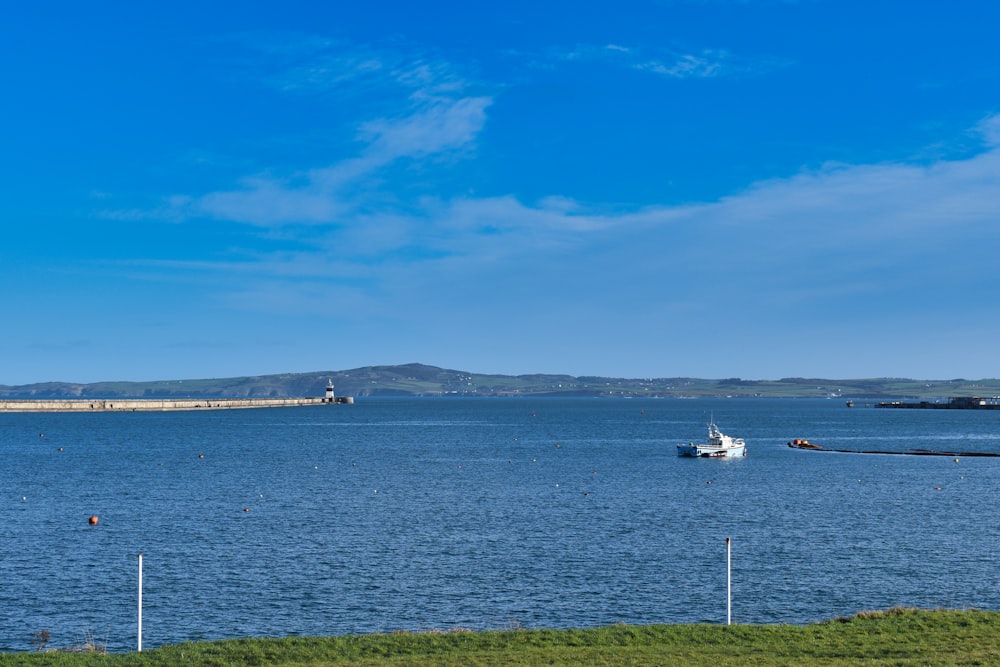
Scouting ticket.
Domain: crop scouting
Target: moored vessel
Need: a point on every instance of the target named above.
######
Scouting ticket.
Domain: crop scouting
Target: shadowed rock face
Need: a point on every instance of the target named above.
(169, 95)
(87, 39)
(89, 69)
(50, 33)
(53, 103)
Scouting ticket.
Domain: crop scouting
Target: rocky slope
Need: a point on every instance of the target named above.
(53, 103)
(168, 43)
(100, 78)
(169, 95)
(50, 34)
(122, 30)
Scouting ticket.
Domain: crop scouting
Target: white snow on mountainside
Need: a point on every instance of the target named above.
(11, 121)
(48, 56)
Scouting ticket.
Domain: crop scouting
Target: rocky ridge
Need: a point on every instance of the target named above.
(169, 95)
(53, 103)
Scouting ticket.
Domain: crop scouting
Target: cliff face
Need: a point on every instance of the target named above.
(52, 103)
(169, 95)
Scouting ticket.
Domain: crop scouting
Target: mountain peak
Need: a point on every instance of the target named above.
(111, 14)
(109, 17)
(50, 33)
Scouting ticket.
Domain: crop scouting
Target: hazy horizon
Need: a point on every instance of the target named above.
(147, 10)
######
:: Problem to solve ::
Please find every line in the items above that contains the word "face" and copy each one. Case counts.

:: The solution ::
Target: shadowed rock face
Target: cliff face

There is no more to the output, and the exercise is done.